Entries provided ▸
[BEGIN]

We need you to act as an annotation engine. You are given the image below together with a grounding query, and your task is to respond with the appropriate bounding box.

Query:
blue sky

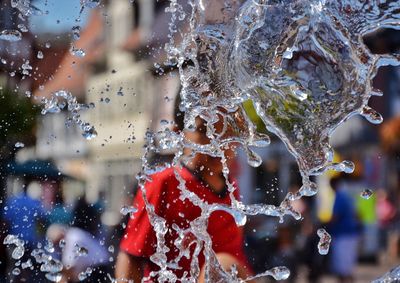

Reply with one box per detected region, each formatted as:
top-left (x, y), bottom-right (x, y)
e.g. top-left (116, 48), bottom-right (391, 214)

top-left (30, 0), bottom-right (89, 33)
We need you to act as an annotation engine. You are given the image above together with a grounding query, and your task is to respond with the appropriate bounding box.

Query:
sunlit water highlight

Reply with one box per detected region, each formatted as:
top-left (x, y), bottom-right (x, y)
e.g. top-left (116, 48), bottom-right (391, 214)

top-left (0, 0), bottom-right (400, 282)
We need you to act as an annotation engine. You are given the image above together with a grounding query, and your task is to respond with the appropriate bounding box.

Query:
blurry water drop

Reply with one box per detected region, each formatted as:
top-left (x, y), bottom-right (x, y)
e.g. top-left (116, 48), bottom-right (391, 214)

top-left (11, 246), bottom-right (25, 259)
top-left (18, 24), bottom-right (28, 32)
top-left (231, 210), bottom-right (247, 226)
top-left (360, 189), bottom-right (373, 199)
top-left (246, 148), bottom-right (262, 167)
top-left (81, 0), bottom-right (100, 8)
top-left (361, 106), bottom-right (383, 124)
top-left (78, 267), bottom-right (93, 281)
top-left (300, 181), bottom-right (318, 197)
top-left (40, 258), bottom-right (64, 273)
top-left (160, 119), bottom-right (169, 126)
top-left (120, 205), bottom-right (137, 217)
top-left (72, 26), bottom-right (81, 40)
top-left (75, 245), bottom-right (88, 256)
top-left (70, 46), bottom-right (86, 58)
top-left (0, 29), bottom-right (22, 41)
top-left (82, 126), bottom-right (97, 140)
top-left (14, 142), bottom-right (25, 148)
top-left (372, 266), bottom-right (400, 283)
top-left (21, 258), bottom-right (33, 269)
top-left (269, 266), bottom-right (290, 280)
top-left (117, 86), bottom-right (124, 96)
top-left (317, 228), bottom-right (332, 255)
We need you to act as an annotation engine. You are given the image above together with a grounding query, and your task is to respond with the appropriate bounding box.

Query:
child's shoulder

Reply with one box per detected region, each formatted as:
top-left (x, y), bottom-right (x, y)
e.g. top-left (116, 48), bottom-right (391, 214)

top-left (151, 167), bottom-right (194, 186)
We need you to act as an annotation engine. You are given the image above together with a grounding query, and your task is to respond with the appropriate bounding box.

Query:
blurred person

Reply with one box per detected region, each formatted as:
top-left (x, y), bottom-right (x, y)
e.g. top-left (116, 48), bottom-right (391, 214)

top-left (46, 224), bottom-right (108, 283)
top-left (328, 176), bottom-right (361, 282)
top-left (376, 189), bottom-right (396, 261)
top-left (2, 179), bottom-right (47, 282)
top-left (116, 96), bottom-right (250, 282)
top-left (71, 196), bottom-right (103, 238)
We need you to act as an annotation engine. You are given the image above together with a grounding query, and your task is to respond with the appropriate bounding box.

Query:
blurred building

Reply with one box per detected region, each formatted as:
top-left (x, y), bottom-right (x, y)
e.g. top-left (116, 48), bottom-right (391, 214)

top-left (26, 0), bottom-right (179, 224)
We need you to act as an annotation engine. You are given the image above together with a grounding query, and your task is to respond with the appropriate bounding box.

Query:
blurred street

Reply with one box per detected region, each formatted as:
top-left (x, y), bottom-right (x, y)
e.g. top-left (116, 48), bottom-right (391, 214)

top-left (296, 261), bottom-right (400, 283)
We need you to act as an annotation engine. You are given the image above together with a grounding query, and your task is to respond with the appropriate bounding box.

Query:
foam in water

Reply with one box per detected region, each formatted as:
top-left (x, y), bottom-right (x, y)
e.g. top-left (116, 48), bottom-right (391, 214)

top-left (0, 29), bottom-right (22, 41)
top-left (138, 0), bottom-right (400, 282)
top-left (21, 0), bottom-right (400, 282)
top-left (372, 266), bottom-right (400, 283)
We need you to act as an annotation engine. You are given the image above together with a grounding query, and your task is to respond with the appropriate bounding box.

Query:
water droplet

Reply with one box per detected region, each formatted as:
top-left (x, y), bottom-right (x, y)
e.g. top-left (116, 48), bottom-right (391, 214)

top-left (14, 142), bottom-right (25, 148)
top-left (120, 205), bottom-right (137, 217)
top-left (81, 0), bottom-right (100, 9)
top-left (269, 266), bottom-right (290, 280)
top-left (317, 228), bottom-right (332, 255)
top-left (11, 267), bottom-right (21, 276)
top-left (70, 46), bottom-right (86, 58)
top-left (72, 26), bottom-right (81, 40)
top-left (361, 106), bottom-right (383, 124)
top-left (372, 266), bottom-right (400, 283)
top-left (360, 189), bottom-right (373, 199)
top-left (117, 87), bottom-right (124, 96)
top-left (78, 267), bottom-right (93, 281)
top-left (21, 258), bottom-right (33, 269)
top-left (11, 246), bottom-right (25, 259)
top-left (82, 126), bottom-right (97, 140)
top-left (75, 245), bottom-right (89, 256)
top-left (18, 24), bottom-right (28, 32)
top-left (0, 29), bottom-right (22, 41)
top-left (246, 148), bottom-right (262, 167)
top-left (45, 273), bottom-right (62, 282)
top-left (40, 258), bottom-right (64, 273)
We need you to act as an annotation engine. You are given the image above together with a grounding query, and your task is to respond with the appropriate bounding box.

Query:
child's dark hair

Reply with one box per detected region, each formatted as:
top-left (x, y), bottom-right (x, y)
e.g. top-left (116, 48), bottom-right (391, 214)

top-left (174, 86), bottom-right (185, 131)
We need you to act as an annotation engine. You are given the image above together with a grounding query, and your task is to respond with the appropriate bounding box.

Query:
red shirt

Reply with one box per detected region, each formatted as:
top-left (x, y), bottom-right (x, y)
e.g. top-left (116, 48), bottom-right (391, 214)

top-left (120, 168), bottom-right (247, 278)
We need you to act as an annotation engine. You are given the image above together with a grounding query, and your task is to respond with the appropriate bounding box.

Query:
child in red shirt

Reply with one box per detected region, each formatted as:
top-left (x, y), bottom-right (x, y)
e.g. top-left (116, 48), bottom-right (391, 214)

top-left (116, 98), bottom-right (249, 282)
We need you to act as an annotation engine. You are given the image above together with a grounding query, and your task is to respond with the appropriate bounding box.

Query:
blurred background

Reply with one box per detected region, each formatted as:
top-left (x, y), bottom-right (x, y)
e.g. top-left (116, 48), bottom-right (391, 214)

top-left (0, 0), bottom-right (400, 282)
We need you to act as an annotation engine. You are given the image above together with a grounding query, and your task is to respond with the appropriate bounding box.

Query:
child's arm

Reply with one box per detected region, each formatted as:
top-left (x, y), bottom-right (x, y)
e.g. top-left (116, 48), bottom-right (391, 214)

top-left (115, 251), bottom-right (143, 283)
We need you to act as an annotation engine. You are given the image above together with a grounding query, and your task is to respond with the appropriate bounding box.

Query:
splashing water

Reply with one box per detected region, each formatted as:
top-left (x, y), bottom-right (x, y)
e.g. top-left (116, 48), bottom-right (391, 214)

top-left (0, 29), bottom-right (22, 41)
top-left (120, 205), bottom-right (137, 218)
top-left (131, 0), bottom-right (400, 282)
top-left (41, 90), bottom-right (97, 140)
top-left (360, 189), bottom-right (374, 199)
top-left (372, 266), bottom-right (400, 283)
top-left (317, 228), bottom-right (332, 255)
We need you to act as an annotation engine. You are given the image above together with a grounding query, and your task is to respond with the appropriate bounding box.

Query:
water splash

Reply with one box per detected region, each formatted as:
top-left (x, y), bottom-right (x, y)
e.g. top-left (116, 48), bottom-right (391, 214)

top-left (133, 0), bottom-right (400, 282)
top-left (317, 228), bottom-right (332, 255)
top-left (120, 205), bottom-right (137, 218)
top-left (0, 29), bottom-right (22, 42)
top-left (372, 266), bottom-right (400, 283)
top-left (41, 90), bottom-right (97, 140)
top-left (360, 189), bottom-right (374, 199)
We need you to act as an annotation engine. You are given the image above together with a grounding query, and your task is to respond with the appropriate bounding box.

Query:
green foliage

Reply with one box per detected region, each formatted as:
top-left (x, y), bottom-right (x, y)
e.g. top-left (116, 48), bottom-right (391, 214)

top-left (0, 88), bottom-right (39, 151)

[END]
[BEGIN]

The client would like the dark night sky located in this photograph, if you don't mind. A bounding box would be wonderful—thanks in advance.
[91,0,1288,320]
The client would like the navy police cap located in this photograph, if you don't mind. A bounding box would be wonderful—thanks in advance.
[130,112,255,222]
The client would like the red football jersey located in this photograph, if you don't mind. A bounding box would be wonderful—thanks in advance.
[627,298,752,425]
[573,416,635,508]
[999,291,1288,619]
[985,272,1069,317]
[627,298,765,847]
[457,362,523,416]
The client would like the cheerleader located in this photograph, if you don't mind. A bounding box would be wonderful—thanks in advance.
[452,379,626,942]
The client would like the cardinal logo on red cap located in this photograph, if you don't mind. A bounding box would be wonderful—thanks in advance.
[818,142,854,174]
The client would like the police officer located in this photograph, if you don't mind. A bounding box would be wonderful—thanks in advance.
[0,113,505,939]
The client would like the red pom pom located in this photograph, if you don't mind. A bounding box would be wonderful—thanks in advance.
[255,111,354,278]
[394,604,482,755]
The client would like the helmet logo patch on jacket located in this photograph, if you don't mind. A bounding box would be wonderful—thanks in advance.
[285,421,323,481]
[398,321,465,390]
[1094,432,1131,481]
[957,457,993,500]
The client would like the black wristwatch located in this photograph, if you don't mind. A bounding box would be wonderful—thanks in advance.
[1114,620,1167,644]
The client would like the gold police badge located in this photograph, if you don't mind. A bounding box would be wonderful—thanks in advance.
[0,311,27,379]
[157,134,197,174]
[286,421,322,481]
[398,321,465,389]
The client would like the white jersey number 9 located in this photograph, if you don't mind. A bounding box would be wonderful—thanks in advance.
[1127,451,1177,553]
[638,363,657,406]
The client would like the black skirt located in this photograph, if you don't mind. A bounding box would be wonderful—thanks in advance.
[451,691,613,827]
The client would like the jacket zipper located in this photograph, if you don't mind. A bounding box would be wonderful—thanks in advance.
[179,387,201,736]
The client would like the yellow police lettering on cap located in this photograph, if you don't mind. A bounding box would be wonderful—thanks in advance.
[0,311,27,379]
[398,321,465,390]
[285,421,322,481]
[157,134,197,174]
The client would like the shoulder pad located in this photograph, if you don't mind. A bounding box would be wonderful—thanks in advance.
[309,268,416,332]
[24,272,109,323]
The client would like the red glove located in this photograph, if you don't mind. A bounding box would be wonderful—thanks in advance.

[END]

Reproduce the entries from the line with "The client would like the red football" to the line with "[457,362,523,416]", both included, keeping every character as it appears.

The client would like the red football jersey located in this photograph, if you don't mind. A bounding box would be wonderful—thanks in advance.
[627,298,752,425]
[573,416,635,508]
[999,291,1288,619]
[985,272,1069,317]
[627,298,765,847]
[457,362,523,416]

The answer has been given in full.